=== INFORMATION PROVIDED ===

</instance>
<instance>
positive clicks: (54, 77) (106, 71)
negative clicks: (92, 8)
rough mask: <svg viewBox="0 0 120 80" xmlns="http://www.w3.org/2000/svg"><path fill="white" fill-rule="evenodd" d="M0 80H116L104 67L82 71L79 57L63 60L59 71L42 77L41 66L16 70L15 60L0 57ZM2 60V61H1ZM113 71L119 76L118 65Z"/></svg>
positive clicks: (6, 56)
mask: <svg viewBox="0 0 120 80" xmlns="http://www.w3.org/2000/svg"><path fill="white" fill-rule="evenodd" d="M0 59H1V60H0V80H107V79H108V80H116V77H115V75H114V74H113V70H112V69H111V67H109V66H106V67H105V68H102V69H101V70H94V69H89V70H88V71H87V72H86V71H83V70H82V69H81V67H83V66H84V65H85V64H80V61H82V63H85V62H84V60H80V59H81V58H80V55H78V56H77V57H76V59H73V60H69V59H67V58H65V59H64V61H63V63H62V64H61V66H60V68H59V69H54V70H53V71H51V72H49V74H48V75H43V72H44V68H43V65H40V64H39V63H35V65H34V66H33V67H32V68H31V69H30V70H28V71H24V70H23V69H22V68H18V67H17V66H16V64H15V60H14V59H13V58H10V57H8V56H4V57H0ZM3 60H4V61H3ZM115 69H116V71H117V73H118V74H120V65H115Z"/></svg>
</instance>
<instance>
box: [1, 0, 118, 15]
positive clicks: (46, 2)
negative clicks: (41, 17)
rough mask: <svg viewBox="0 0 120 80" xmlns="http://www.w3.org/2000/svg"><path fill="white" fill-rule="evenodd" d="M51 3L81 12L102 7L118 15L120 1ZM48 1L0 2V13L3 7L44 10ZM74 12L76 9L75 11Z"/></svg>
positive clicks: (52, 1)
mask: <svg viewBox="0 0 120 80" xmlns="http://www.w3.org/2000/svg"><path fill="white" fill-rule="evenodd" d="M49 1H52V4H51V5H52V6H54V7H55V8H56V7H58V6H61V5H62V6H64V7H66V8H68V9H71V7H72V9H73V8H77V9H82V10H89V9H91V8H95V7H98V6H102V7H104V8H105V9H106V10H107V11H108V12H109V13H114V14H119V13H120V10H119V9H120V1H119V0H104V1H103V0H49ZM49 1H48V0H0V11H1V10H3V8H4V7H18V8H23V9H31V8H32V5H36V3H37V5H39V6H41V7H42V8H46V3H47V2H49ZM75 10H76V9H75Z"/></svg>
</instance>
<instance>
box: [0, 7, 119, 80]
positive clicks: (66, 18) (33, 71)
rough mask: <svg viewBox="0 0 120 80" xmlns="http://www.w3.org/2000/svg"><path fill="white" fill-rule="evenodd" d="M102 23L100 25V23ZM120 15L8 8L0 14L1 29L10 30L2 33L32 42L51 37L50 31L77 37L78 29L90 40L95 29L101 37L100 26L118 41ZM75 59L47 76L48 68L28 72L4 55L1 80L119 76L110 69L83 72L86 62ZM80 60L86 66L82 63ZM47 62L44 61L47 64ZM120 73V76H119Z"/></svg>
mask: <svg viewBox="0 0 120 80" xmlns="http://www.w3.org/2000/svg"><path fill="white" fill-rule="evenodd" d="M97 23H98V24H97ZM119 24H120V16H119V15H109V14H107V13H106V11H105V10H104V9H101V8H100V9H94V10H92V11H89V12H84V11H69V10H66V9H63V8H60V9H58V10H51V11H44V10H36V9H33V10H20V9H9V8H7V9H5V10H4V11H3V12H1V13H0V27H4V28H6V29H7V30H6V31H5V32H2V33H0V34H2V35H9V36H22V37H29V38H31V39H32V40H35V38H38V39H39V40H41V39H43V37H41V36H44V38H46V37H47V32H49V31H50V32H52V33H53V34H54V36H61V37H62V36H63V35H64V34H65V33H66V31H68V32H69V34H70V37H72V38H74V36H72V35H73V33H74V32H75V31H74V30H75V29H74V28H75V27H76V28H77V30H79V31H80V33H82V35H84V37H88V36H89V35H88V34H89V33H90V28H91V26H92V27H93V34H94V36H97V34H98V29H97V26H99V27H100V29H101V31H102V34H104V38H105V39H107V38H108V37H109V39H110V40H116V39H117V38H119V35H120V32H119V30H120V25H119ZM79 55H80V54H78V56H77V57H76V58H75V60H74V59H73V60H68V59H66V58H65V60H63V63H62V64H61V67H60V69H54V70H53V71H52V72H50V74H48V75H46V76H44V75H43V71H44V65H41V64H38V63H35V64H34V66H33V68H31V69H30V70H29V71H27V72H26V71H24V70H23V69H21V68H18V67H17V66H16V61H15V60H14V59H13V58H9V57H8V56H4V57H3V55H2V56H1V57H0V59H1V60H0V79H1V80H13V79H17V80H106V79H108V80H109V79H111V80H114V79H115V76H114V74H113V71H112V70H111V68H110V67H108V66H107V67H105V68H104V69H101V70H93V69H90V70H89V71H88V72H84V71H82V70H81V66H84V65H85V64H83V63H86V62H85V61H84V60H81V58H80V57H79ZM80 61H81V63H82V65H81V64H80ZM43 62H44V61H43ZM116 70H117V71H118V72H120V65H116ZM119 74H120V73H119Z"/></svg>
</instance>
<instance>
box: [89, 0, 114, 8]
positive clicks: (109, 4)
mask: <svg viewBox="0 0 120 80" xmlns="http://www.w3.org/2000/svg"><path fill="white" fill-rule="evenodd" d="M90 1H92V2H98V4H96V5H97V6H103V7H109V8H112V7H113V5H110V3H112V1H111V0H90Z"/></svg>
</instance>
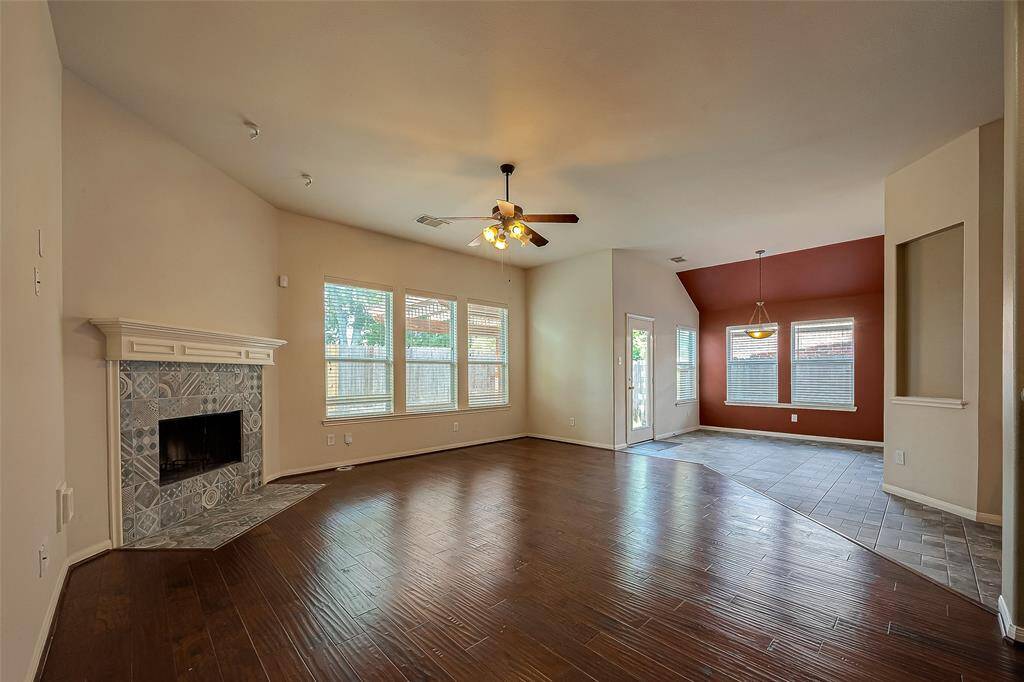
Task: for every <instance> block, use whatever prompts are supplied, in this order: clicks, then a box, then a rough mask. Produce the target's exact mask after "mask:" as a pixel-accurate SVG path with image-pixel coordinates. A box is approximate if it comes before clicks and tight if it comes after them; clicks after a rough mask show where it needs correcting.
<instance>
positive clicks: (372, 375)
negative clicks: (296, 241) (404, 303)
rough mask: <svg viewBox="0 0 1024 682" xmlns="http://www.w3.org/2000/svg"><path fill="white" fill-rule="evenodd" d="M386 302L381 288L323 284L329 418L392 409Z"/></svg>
mask: <svg viewBox="0 0 1024 682" xmlns="http://www.w3.org/2000/svg"><path fill="white" fill-rule="evenodd" d="M391 305H392V295H391V292H390V291H387V290H385V289H369V288H365V287H354V286H350V285H344V284H335V283H332V282H327V283H325V284H324V357H325V360H326V365H327V416H328V417H336V418H346V417H368V416H373V415H388V414H391V413H392V412H393V410H394V394H393V365H392V360H393V356H392V341H391Z"/></svg>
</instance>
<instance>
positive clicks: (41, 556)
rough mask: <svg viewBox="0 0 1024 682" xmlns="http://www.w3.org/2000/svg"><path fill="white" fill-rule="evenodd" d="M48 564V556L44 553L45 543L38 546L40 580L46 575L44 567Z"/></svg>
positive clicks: (44, 552) (44, 551)
mask: <svg viewBox="0 0 1024 682" xmlns="http://www.w3.org/2000/svg"><path fill="white" fill-rule="evenodd" d="M49 563H50V555H49V553H48V552H47V551H46V541H45V540H44V541H43V544H42V545H40V546H39V577H40V578H42V577H43V576H45V574H46V567H47V566H48V565H49Z"/></svg>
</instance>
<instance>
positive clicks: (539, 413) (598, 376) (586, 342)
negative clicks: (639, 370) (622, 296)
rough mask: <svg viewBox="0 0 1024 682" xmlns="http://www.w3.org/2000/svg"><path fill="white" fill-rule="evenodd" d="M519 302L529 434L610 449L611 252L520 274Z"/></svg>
mask: <svg viewBox="0 0 1024 682" xmlns="http://www.w3.org/2000/svg"><path fill="white" fill-rule="evenodd" d="M526 300H527V305H528V307H529V339H528V342H527V345H528V352H529V367H528V370H527V371H528V381H527V385H528V390H529V431H530V433H536V434H540V435H546V436H551V437H554V438H561V439H565V440H571V441H575V442H584V443H590V444H596V445H600V446H603V447H611V446H612V445H613V443H614V440H613V431H612V415H613V406H612V386H613V383H612V373H611V371H610V369H609V368H608V358H609V357H611V355H612V346H611V329H612V310H611V251H600V252H598V253H594V254H588V255H585V256H578V257H575V258H570V259H568V260H563V261H560V262H557V263H552V264H550V265H543V266H541V267H535V268H531V269H529V270H527V271H526ZM570 418H574V419H575V426H569V419H570Z"/></svg>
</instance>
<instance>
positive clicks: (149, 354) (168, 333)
mask: <svg viewBox="0 0 1024 682" xmlns="http://www.w3.org/2000/svg"><path fill="white" fill-rule="evenodd" d="M89 322H90V323H92V324H93V325H94V326H95V327H97V328H98V329H99V331H101V332H102V333H103V334H105V335H106V359H109V360H165V361H173V363H229V364H233V365H273V354H274V351H275V350H276V349H278V348H280V347H282V346H283V345H285V344H286V343H287V341H283V340H281V339H268V338H264V337H261V336H248V335H244V334H231V333H228V332H214V331H210V330H206V329H194V328H190V327H173V326H171V325H160V324H157V323H147V322H141V321H139V319H126V318H125V317H101V318H93V319H90V321H89Z"/></svg>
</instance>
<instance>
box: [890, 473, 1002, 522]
mask: <svg viewBox="0 0 1024 682" xmlns="http://www.w3.org/2000/svg"><path fill="white" fill-rule="evenodd" d="M882 489H883V491H884V492H886V493H889V494H890V495H898V496H899V497H901V498H906V499H907V500H913V501H914V502H920V503H921V504H923V505H928V506H929V507H935V508H936V509H941V510H942V511H947V512H949V513H950V514H956V515H957V516H963V517H964V518H968V519H971V520H972V521H981V522H983V523H991V524H992V525H1002V517H1001V516H999V515H997V514H985V513H979V512H978V511H977V510H976V509H968V508H967V507H961V506H959V505H954V504H953V503H951V502H946V501H945V500H939V499H937V498H930V497H928V496H927V495H922V494H921V493H914V492H913V491H908V489H906V488H904V487H899V486H897V485H892V484H890V483H883V484H882Z"/></svg>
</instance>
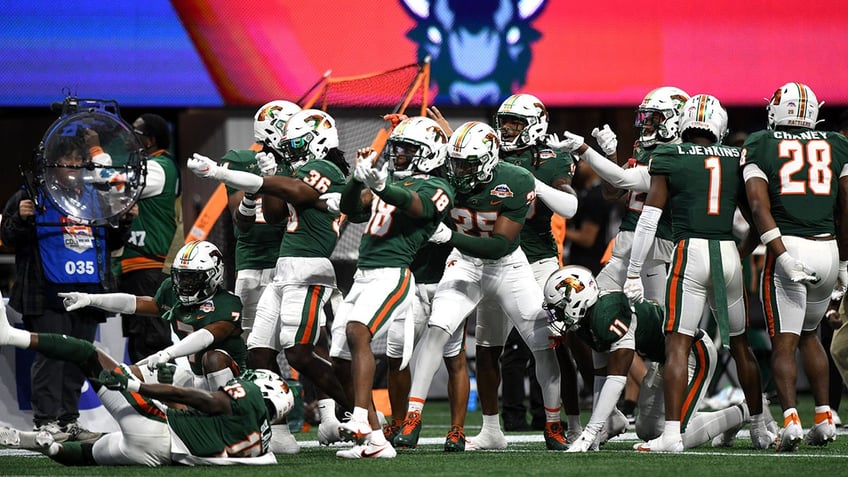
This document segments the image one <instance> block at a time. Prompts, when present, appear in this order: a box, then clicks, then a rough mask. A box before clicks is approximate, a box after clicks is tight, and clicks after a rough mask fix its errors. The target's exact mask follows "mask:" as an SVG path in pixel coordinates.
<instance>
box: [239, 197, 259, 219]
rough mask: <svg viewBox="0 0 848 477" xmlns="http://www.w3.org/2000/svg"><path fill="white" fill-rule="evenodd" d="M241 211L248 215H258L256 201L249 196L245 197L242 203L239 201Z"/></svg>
mask: <svg viewBox="0 0 848 477" xmlns="http://www.w3.org/2000/svg"><path fill="white" fill-rule="evenodd" d="M239 213H240V214H241V215H244V216H246V217H253V216H255V215H256V201H255V200H250V199H248V198H246V197H245V198H243V199H242V200H241V203H239Z"/></svg>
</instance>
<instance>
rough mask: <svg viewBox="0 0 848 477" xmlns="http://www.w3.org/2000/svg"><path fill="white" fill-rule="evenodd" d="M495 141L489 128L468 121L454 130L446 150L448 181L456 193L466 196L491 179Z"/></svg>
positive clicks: (490, 126)
mask: <svg viewBox="0 0 848 477" xmlns="http://www.w3.org/2000/svg"><path fill="white" fill-rule="evenodd" d="M498 149H499V140H498V137H497V134H496V133H495V131H494V130H493V129H492V128H491V126H489V125H487V124H484V123H481V122H478V121H470V122H467V123H465V124H463V125H461V126H460V127H459V128H457V130H456V131H454V133H453V135H452V136H451V138H450V140H449V141H448V146H447V149H446V153H447V160H448V180H449V181H450V182H451V184H452V185H453V186H454V188H456V190H457V192H460V193H469V192H471V191H472V190H474V189H475V188H476V187H477V186H478V185H480V184H482V183H485V182H488V181H490V180H491V179H492V175H493V173H494V169H495V166H496V165H497V163H498Z"/></svg>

===

» AIM OF THE TASK
If a line in the records above has the word "after", copy it out.

» OUTPUT FOR THIS TASK
Task: for every <instance> block, use whatever prompts are supplied, in this order: clicks, then a box, then a rough mask. Produce the target's exact mask after "mask:" as a pixel-accurate SVG path with image-pixel coordinates. A box is approximate if it comes before clicks and tight if it comes after them; clicks after a rough mask show where it needs correcting.
This document segments the image one <instance> block at a time. Prompts, when present, appear in this order: a box, then clicks, then a rough mask. A box before clicks is approximate, a box after clicks is tight, and clicks after a rough mask fix its errors. The target's exact mask follows "mask:" as an SVG path in pixel coordinates.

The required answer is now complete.